Quote the lines from the line holding "fingernail in the photo above." to the very end of the listing, exactly, and no others.

-- START --

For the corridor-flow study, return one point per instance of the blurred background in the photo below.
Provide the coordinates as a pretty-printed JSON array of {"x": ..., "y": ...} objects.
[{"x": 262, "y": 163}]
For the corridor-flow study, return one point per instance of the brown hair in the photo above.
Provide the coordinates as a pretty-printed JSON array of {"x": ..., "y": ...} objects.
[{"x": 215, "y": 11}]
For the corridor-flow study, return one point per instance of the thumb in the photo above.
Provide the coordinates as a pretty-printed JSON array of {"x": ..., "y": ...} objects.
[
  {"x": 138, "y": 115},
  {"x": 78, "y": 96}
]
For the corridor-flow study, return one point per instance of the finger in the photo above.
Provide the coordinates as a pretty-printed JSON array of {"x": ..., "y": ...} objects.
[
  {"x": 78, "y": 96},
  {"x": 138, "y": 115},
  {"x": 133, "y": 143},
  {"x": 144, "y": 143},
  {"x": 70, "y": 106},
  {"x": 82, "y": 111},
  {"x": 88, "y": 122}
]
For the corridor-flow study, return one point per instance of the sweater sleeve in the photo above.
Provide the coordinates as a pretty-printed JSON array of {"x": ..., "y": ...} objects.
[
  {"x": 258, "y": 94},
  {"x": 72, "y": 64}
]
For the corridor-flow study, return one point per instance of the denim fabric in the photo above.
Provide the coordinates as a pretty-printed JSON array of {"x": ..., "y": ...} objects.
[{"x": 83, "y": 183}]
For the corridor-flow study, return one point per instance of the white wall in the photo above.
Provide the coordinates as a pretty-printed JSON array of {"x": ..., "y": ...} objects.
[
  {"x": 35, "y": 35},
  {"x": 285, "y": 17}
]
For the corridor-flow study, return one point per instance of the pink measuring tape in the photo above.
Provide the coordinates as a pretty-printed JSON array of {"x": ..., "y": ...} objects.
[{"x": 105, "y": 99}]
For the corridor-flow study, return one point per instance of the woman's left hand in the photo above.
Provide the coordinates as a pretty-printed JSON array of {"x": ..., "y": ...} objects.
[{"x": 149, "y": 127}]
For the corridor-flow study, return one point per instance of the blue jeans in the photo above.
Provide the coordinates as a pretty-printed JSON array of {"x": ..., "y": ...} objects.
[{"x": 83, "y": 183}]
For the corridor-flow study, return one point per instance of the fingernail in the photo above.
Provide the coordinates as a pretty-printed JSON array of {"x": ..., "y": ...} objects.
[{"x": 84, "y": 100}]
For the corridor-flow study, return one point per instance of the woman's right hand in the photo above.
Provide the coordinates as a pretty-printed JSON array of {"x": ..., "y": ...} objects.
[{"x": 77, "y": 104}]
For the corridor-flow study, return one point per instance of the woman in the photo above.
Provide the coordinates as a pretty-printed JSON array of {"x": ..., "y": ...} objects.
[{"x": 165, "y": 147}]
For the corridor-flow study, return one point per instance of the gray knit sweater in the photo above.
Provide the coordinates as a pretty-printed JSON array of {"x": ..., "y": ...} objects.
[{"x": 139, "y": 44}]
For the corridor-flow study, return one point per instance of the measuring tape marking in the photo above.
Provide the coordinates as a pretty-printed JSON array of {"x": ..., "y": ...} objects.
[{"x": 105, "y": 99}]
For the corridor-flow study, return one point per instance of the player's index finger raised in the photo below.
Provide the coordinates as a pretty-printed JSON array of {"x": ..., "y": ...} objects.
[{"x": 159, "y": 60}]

-- END --

» Output of the exercise:
For the corridor-flow study, return one point per instance of the fingernail in the photo above.
Provide the coordinates as a pretty-printed JSON array of {"x": ..., "y": ...} objects.
[{"x": 84, "y": 100}]
For the corridor-flow study, return one point per instance of the woman's right hand in the photo above.
Provide the coordinates as a pretty-printed JSON array of {"x": ..., "y": ...} objects.
[{"x": 77, "y": 104}]
For the corridor-flow study, return one point per instance of the woman in the photo above.
Provide the coordinates as a pretty-printed JSON array of {"x": ..., "y": ...} objects.
[{"x": 165, "y": 147}]
For the corridor-flow study, return one point per instance of the gray knit sweater in the photo above.
Provide the coordinates as a pretty-printed JSON array of {"x": ..., "y": ...} objects.
[{"x": 139, "y": 44}]
For the corridor-flow study, return one point per instance of the measuring tape marking in the photo above.
Provide the coordinates as a pretty-printed JSON array of {"x": ..., "y": ...} objects.
[{"x": 105, "y": 99}]
For the corridor-flow study, return one point per instance of the player's index finger raised in the photo below.
Provide the coordinates as a pretty-printed JSON array of {"x": ..., "y": ...} objects.
[{"x": 159, "y": 60}]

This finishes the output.